-- Given task --
Retype the records below word for word and omit any image.

-- Records for this task --
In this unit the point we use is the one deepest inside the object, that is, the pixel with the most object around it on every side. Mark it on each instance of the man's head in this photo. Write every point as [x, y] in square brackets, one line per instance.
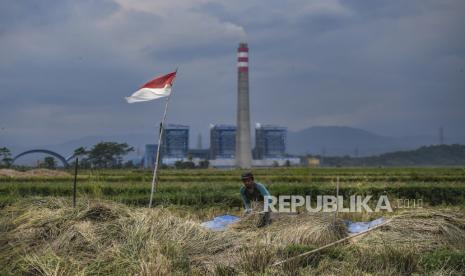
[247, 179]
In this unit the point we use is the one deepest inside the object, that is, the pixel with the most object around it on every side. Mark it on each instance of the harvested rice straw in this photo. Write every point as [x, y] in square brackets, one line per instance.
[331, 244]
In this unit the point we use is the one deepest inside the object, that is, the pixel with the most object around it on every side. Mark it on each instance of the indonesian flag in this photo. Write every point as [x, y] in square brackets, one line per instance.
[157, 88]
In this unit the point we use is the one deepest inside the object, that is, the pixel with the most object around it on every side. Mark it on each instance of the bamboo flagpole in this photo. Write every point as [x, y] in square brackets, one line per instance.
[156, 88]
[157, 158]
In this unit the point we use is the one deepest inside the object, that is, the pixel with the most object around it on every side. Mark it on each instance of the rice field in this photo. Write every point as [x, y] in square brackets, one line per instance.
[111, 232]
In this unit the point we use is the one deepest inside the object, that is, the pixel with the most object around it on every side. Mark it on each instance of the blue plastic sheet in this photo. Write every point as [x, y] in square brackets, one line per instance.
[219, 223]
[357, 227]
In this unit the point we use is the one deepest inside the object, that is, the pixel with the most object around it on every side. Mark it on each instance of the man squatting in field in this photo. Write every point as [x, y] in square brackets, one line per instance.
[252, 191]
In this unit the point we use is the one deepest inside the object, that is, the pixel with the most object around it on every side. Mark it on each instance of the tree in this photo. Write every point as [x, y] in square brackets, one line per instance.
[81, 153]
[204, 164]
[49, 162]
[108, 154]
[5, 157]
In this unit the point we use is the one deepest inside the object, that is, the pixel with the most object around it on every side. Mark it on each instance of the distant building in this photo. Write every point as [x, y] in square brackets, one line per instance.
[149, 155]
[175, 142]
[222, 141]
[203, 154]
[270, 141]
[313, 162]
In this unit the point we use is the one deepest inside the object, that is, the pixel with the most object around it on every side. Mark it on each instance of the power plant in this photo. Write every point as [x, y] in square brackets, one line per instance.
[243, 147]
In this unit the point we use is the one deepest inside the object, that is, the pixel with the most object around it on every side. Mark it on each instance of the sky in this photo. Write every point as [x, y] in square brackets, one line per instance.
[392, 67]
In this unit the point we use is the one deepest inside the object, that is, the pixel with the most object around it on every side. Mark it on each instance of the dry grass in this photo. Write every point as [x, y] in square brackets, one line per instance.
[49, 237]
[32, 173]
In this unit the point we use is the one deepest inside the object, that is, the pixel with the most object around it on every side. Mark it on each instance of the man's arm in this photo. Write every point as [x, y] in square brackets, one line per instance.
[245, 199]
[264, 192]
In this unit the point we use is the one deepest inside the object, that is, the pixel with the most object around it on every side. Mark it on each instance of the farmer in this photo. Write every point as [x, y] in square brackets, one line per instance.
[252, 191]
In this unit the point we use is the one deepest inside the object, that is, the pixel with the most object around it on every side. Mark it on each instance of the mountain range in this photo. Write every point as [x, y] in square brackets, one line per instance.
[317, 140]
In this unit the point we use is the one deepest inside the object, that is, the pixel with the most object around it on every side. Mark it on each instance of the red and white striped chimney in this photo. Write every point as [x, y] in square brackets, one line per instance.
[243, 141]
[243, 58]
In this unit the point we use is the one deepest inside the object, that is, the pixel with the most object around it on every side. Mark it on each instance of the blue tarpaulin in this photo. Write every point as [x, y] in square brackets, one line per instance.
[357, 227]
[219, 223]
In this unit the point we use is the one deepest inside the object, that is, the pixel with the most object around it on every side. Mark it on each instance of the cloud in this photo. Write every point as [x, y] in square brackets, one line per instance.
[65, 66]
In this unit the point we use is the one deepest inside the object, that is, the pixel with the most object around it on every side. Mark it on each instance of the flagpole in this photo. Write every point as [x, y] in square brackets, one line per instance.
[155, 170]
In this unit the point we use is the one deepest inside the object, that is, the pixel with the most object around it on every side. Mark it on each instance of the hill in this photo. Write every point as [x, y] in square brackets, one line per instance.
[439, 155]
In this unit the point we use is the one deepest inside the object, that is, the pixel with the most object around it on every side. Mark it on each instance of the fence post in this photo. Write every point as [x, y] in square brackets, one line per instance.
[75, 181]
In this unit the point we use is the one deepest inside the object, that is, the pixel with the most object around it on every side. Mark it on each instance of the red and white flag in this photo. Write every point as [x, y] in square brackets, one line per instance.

-- Result of the exercise --
In this unit the point we use is the one deepest inside the object, that is, the pixel with the most object around it on every side. Mark it on each instance of the man's head in this photo. Write every point as [x, y] in square brackets, one line per instance.
[247, 179]
In this unit the point we use is the one deepest inside the object, that is, the pixel with the most object around it on every side. Mark it on each instance of the harvested rice straw in this photo. Write every point as [x, y] in square brackets, one line per instance.
[331, 244]
In this unit the point we use is the one deepest inside the object, that is, the pixel with the most object around it on every side. Mark it on each instance of the indonesian flag in this photo. Write every point as [x, y] in square brackets, one line per instance.
[157, 88]
In this unit the point we use is the one deepest inside the object, that is, the pixel with the most object around it on every side. Mark it on each instance of the bamboo flagpole in this photo. Write every point as [x, y] in square brackets, one line per instance.
[156, 88]
[157, 158]
In this unit the point we use is the one deepest inside the object, that is, the pixel with the most object around it on every side. Mark it on each instance of the rice field in this photo. Write every point as [x, y] in square brackets, one line per instance.
[111, 232]
In this unit the point we use is the one deepest inside the object, that is, the pixel with the most object around it on every side. Mark it on each instance of the blue plastic sheet in this photo. Write every point as [x, y] in square brackets, one line per instance.
[219, 223]
[357, 227]
In this unit the point we use is the one deepest inside the object, that is, the pixel with the most object around it on every side. Mark it on each instance of the man squatting in field in this photo. Write every point as [x, y] in square brackets, one line per instance.
[252, 191]
In this unit the point we use is the one deepest inside the object, that is, the pixel with the most object around it on every side. Mark it on each instance of the tree in this photo. Write every point as [x, y] in square brackets, one line per instance.
[81, 153]
[204, 164]
[49, 162]
[108, 154]
[5, 157]
In this unit the point we use is the one deepest inside the object, that is, the pixel with the most object around it on every side. Mark it on each instance of the distant building in this photo. Write every point as [x, y] in square brackets, one line per instance.
[149, 155]
[175, 142]
[222, 141]
[203, 154]
[270, 141]
[313, 162]
In this unit the point we use is the one deepest inside the object, that is, the pixel with the most object around it on every side. Mark it on each instance of the power plant in this photo. Write every point as [x, y] in square brackets, one line per instance.
[243, 147]
In this unit the point we use is the one deepest inside the object, that is, the pixel with the most object around it on every side. Mark it on each instance of the sky in this photo. Write every point as [x, y] in square brackets, one line per instance.
[392, 67]
In this unit the point we use is the one deepest inside the object, that is, the pixel with the most object around it on every side. Mark it on each instance of the dry grass in this photo. Write every point as [x, y] in square brackets, one line per instance.
[49, 237]
[32, 173]
In this unit the point we use is the one deepest inside the object, that is, the pixel with the most object around it on every side. Mark it on each instance of the man's arm in this photo. Write every point as [x, y] in square brackets, one line per instance.
[245, 199]
[264, 192]
In this unit the point we use is the one deepest inside the object, that is, the pixel with the most object around it on every side. Mark it on each instance of the farmer in this photo. Write every point as [x, y] in square brackets, one line per instance.
[252, 191]
In this unit the point we use is the one deepest inside the object, that is, the pixel with the most object around it on every side. Mark it on each instance of the mountain range in this photo. Write every point as [x, y] in square brackets, one line per instance.
[317, 140]
In this unit the point we use is the one deepest inside the object, that is, the pixel with the most object around it on every side. Mark it on each instance of the red and white striped chimney in this photo. Write every point as [x, y] in square brackets, one line per instance.
[243, 141]
[243, 58]
In this unit the point we use is the one deepest inside the object, that is, the pixel with the most object around it on every side. Mark it on each instance of the blue tarpaulin in this photo. Write every point as [x, y] in square brackets, one line per instance.
[357, 227]
[219, 223]
In this unit the point we use is the one deepest inside the object, that is, the pixel with the most object around it on every side. Mark it on each instance of the cloud in this photo. Write every point as [x, y] in square brackets, one line per instance.
[65, 66]
In this unit the point we use is the one deepest inside the object, that is, the pixel with the most object around it on every side. Mark it on each instance of the flagpole in this photo. Write every point as [x, y] in square brackets, one line per instance.
[155, 170]
In this unit the point we use is the one deepest inside the object, that is, the pixel with the most object around it on every side. Mark it on each instance of the hill in this photo. Write every point as [x, y] in square brackets, one line per instance.
[439, 155]
In this unit the point we use is the one deepest inside the object, that is, the pixel with the most object around it on every side. Mark it on each instance of the fence post in this photo. Write every point as [x, y] in square brackets, one line per instance.
[75, 181]
In this unit the point we use is the one deepest inside the object, that is, the pixel with the most object around it on every side. Mark it on each instance of the red and white flag in this photo. Write every point as [x, y] in square brackets, one line per instance.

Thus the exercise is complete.